* start RECORDS SHOWN *

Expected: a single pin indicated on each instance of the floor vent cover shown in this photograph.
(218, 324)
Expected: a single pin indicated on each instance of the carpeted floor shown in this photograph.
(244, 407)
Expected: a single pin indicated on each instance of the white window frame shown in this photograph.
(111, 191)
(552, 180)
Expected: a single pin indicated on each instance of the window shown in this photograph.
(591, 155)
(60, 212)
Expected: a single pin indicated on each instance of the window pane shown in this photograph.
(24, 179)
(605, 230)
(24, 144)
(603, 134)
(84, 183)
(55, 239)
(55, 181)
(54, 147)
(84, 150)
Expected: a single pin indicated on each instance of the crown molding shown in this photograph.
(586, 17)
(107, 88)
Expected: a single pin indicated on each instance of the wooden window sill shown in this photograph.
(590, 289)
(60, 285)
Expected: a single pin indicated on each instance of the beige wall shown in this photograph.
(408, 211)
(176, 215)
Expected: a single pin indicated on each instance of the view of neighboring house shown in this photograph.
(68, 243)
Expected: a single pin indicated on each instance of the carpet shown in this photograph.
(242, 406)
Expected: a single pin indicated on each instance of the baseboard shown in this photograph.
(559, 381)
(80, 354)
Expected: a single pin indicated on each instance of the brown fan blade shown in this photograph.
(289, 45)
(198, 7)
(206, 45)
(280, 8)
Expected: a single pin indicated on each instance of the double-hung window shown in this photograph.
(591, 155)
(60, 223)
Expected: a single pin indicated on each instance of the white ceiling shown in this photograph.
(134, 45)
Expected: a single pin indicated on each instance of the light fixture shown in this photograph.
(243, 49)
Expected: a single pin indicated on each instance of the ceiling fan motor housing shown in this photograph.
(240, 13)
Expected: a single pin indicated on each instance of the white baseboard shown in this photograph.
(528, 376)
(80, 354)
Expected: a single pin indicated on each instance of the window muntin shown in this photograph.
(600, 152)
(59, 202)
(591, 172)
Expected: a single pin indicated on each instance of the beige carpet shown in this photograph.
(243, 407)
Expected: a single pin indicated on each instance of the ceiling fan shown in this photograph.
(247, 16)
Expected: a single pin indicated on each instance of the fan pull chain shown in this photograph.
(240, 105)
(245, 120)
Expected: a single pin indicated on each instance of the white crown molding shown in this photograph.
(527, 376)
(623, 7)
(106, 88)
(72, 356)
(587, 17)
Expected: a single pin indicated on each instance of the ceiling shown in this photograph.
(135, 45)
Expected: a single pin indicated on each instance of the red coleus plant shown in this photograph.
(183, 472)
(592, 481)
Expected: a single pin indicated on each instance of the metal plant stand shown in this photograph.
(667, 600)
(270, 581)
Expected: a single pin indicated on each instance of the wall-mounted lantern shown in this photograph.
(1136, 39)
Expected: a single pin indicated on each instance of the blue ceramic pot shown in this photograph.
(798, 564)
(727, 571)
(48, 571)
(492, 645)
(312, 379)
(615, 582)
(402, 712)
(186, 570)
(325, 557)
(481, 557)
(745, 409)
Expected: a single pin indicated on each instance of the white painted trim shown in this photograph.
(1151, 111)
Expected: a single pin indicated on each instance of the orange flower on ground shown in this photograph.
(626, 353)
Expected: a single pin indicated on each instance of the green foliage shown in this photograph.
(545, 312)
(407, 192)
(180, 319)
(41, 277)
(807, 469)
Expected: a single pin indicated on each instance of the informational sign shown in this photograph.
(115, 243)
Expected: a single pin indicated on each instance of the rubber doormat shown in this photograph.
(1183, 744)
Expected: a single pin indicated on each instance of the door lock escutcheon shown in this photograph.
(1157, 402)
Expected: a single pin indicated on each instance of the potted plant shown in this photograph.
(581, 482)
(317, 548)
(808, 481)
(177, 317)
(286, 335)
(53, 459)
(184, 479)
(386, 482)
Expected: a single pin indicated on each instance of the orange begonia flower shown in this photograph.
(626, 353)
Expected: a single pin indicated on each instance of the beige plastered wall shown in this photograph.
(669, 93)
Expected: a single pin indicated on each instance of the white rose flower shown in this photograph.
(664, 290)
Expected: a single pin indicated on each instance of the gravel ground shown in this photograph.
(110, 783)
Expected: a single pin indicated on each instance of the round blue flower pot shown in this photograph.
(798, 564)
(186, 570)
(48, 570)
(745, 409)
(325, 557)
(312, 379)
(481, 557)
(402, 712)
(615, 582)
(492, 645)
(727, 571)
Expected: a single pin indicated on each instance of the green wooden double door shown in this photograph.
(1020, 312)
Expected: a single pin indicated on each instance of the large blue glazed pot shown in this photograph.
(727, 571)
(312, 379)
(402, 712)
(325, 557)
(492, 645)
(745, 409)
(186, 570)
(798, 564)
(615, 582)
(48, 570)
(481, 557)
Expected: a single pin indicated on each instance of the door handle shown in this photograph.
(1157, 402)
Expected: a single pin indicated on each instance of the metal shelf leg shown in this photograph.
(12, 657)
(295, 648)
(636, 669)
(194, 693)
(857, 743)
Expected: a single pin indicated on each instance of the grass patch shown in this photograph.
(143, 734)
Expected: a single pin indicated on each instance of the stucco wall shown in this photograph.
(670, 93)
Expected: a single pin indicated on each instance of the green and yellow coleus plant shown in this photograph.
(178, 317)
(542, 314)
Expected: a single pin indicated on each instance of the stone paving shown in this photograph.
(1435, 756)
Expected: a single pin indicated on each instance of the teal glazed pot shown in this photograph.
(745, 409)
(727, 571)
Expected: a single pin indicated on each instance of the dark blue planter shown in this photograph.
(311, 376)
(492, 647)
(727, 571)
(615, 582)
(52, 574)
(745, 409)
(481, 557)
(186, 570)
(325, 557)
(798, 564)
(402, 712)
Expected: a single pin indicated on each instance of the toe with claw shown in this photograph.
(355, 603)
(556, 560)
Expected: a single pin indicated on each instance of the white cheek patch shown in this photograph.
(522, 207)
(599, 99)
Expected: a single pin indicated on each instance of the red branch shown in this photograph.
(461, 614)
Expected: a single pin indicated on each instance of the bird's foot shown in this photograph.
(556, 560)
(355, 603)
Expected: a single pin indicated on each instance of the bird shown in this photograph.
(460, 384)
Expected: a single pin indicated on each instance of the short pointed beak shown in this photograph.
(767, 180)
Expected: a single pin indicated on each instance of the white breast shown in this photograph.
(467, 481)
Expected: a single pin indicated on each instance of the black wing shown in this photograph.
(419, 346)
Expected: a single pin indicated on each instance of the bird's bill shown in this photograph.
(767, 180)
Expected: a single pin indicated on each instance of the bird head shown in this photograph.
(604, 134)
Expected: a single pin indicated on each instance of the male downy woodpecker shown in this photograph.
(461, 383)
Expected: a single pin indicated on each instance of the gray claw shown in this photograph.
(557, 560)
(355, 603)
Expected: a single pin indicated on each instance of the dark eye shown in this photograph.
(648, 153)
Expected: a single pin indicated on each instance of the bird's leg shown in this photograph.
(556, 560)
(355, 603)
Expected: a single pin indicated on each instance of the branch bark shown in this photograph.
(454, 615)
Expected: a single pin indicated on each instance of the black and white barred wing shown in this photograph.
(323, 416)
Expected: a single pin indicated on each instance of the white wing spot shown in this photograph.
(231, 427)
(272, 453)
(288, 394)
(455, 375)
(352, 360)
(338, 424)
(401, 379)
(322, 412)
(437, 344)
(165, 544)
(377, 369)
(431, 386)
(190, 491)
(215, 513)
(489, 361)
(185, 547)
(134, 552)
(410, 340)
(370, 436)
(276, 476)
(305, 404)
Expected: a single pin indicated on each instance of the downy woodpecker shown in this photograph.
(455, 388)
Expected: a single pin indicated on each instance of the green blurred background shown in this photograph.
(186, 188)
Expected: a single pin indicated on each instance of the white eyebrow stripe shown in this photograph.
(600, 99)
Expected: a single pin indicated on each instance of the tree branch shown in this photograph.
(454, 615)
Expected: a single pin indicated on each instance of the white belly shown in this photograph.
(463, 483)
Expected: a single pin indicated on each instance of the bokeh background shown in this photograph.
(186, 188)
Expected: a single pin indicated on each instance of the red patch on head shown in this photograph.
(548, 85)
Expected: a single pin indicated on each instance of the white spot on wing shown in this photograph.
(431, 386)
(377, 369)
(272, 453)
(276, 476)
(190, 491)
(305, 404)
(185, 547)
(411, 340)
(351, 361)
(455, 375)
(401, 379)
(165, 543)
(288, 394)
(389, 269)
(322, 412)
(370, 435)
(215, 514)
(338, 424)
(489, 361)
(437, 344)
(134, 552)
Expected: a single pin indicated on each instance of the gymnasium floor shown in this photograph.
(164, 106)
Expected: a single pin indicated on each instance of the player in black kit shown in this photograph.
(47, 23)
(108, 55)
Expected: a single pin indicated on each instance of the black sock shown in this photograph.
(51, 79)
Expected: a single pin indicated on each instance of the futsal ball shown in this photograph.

* end RECORDS SHOWN *

• TASK GOAL
Only the lines from the one holding "belly shown in this photograph." through the end of the listing should be given again, exactly and with both ends included.

• SOLVED EXERCISE
Expected: a single pin indicated on each instance of the white belly shown in this photograph.
(463, 483)
Expected: a single pin indicated on each instance of the bokeh background shown in this photograph.
(186, 188)
Expected: a single pin indicated on each instance of the red patch on head shown in this photograph.
(548, 85)
Expected: a single pin indicated on each instance of the white spot on wing shown in this photograph.
(431, 386)
(377, 369)
(272, 453)
(276, 476)
(190, 491)
(305, 404)
(185, 547)
(411, 340)
(351, 361)
(455, 375)
(401, 379)
(165, 543)
(288, 394)
(389, 269)
(322, 412)
(370, 435)
(215, 514)
(338, 424)
(489, 361)
(437, 344)
(134, 552)
Expected: a single pin indicated on each instance of the gymnasium floor shown in this photograph.
(164, 106)
Expected: a single pin indicated on each instance of the player in black kit shown in this photograph.
(47, 23)
(108, 55)
Expected: a single pin indicated on each instance of the black sock shown in this photograph.
(51, 79)
Expected: a single pin indicated on each instance of the futsal ball shown in this photograph.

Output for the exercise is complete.